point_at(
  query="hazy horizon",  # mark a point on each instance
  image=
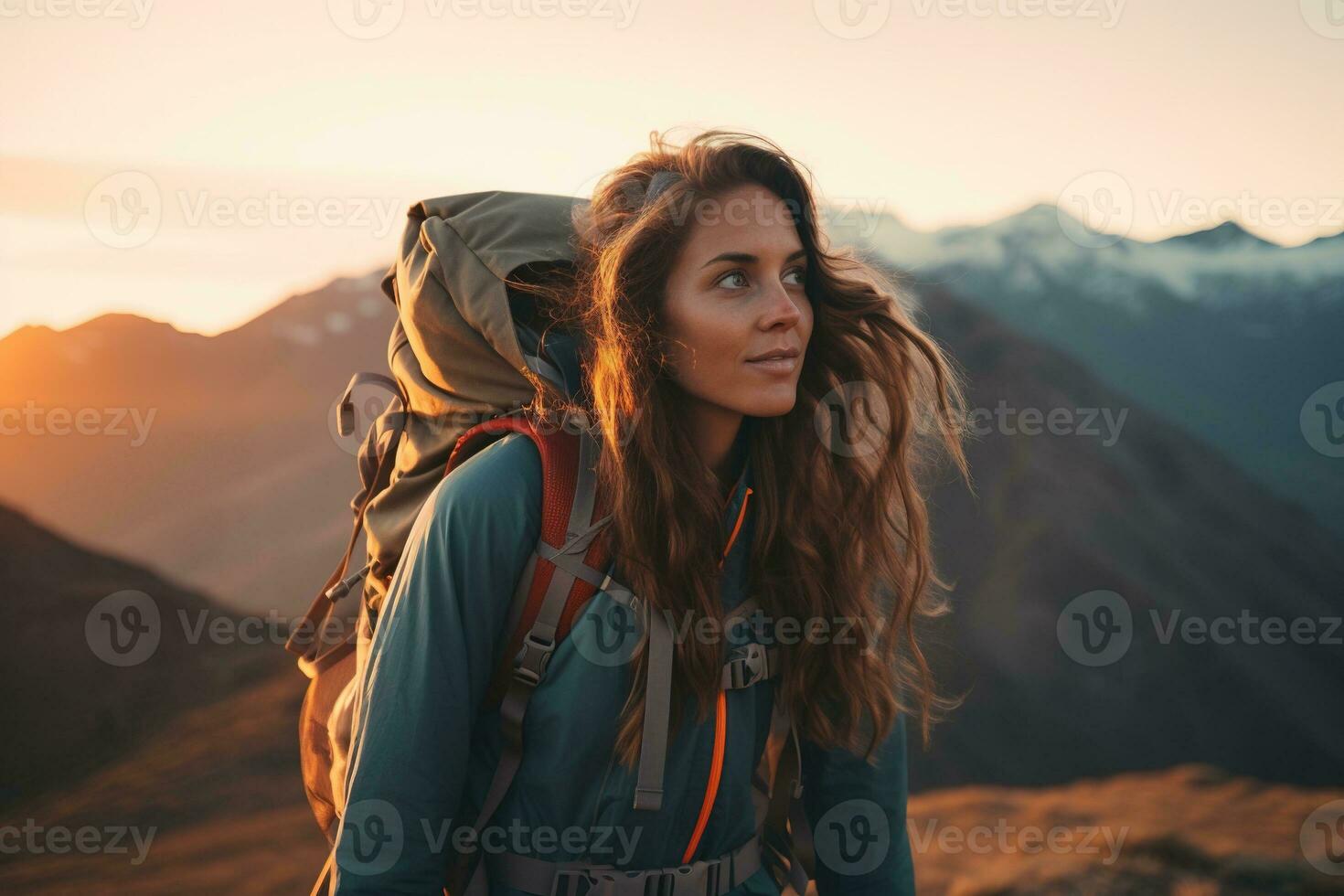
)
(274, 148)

========================

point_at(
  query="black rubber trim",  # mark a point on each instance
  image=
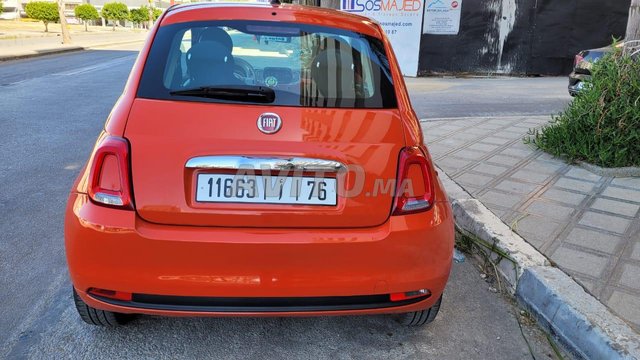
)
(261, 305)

========================

* Your goal
Copy every line above that holds the word "each".

* Response to this exercise
  query="hazy horizon",  # mark a point on each instance
  query="black rubber trim",  # mark a point on each instance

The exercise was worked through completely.